──────── The data

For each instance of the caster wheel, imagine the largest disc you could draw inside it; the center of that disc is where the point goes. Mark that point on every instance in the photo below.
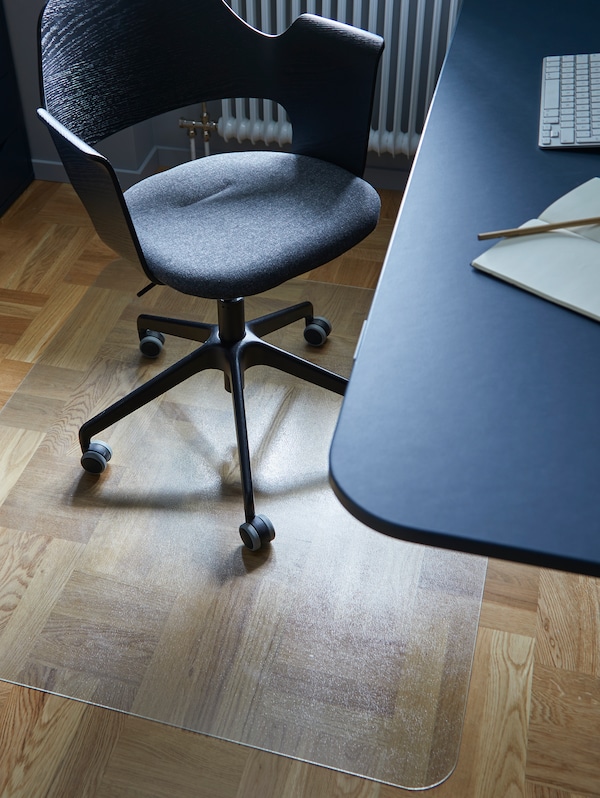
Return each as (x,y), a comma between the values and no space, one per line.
(316,332)
(151,343)
(257,533)
(96,457)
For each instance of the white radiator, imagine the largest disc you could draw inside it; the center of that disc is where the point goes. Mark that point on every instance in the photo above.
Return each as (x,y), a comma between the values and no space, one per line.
(416,34)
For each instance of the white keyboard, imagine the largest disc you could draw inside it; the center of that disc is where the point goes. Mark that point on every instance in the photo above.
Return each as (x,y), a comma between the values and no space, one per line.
(570,102)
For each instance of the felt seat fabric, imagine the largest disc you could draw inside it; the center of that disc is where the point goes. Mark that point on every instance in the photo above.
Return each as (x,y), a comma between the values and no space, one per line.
(237,224)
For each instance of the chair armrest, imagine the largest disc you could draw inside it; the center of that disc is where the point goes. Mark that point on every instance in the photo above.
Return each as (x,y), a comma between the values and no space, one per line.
(326,79)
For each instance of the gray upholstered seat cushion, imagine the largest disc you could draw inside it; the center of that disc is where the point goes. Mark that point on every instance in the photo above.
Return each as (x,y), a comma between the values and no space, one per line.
(237,224)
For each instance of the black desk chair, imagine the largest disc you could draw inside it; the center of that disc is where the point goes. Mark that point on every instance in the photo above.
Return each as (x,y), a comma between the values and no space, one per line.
(225,226)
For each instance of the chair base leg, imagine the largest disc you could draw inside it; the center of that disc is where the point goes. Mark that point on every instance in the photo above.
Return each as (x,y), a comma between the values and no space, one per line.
(232,346)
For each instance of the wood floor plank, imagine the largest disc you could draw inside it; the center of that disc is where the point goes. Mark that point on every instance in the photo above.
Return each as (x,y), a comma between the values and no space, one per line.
(157,761)
(510,599)
(568,628)
(564,732)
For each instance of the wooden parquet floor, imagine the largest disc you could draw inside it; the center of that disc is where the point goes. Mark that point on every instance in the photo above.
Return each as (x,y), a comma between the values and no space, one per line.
(532,725)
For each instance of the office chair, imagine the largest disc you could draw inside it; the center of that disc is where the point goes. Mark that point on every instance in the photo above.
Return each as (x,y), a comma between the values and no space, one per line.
(226,226)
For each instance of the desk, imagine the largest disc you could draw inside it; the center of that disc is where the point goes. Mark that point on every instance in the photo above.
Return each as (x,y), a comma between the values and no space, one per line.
(472,416)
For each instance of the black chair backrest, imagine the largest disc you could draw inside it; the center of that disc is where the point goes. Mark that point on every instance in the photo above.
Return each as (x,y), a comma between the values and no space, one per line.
(108,64)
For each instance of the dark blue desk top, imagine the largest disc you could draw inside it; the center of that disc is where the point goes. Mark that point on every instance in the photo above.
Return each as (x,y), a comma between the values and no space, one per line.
(472,416)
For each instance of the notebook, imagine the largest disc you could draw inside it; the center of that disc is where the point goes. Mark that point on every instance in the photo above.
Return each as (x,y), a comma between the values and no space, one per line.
(562,266)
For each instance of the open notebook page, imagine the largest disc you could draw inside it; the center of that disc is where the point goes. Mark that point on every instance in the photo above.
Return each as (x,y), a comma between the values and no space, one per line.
(562,266)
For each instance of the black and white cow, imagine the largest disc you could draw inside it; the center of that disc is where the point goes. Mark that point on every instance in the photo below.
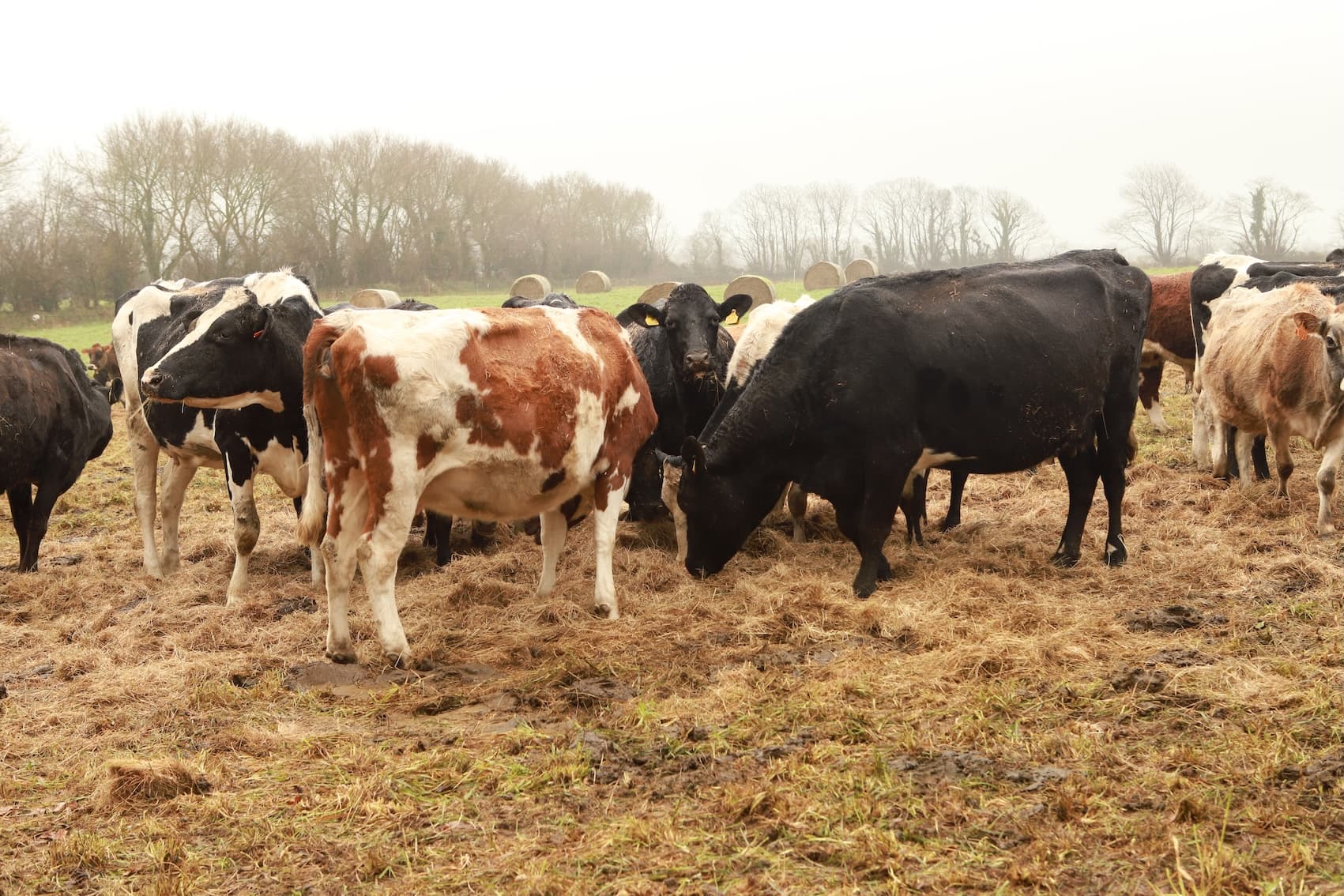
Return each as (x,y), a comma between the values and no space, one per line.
(683,349)
(54,420)
(214,378)
(1211,281)
(981,370)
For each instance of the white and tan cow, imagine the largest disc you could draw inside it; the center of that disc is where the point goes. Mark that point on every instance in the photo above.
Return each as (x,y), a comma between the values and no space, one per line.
(492,414)
(1273,366)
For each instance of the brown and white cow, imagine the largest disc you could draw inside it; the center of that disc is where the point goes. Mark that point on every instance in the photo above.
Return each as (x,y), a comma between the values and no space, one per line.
(1273,366)
(495,414)
(1169,337)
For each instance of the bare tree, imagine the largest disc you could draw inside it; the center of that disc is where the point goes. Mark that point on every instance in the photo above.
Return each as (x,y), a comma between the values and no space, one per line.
(1267,218)
(832,210)
(11,156)
(966,245)
(709,247)
(1164,207)
(882,216)
(1012,224)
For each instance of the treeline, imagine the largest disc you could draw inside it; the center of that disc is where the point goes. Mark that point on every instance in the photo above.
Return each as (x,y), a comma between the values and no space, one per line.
(175,197)
(901,224)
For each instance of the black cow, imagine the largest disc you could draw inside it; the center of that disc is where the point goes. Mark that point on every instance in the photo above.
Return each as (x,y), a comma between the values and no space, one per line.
(222,362)
(1215,276)
(683,351)
(981,370)
(54,420)
(550,299)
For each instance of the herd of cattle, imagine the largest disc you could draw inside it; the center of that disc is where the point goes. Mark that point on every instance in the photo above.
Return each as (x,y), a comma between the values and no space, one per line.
(548,412)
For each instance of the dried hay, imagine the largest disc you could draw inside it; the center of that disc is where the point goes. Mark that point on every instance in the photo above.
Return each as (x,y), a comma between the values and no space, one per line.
(374,299)
(858,269)
(823,276)
(769,706)
(134,781)
(530,286)
(593,281)
(759,288)
(657,291)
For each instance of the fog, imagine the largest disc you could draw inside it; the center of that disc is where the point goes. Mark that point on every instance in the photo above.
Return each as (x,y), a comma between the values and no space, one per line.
(695,103)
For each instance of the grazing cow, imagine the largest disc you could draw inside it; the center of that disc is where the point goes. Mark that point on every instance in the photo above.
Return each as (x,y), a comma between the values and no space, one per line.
(755,340)
(214,378)
(103,360)
(1169,337)
(53,422)
(494,414)
(683,351)
(550,299)
(1273,366)
(983,370)
(1215,276)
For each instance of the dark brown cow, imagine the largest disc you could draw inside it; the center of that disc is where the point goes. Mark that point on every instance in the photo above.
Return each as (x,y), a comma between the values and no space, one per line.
(1169,337)
(495,414)
(53,420)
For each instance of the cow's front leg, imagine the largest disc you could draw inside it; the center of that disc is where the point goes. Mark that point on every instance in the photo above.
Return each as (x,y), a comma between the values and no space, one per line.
(239,477)
(178,476)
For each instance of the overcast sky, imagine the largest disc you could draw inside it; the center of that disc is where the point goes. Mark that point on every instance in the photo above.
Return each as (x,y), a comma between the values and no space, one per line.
(696,101)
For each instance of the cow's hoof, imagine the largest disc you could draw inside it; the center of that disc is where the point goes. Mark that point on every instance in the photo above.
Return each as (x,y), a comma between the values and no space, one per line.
(408,661)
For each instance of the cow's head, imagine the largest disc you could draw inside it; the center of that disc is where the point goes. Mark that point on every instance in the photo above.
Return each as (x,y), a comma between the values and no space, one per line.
(721,506)
(228,358)
(691,322)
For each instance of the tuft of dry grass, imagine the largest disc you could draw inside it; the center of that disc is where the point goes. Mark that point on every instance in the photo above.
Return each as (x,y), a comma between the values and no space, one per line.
(985,721)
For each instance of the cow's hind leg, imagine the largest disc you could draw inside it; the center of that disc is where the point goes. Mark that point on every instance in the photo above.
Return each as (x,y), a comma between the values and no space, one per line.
(604,533)
(42,506)
(378,555)
(958,487)
(554,529)
(176,479)
(797,512)
(341,555)
(1081,472)
(21,510)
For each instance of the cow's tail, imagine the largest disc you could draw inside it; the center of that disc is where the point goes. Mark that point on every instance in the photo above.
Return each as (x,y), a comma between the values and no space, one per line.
(312,519)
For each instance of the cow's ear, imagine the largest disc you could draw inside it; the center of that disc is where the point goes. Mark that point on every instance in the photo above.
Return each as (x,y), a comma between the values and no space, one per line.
(1308,324)
(692,456)
(642,314)
(732,308)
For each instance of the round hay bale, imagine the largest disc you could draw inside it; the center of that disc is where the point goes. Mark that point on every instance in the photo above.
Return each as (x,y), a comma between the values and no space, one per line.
(659,291)
(593,281)
(759,288)
(530,286)
(823,276)
(858,269)
(374,299)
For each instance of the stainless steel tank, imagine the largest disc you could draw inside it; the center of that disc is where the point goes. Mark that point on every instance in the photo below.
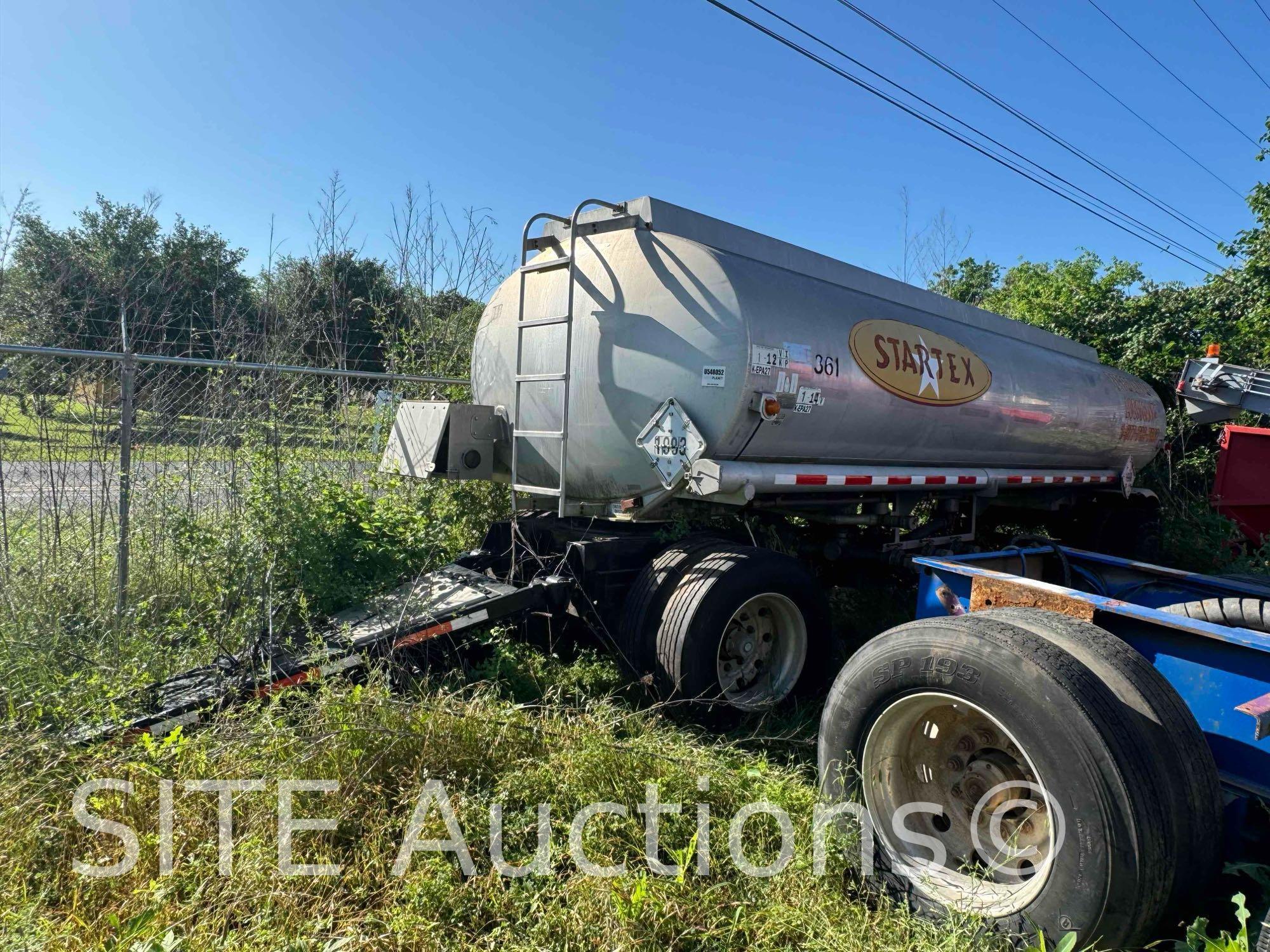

────────────────

**Problem to work on:** Output exactly, and only, the lines running from the line containing "For each instance of the cow's tail, imagine" to the last line of the entries above, omitting the pictures.

**Exercise output:**
For each instance of the cow's tail, imagine the largest disc you could draw inside it; the center of that disc is where the point goes. Mark that point on every instance in the photo above.
Return each as (x,y), a comma between the values and no space, one per line.
(312,519)
For each instance of the cow's ear, imagine the largest disc you could draw inside it; the center of that disc is where the point goes. Mark that point on every instance in the photo above.
Return each as (x,y), a comma between the values and no space, one per line.
(1308,324)
(692,456)
(642,314)
(732,308)
For each instance of the round hay bale, imagine the largest disc you could draw inside it; the center of that disc is where the point goes. Mark that point on every instance in the photo above.
Return each as (x,y), a comma between the values and no space, one per line.
(659,291)
(593,281)
(759,288)
(530,286)
(823,276)
(858,269)
(374,299)
For each instance of the stainless steel tank, imagine the largest disc you could draw inside it; the center of that disc is where the point goes. Mark that point on every instance in the photo below.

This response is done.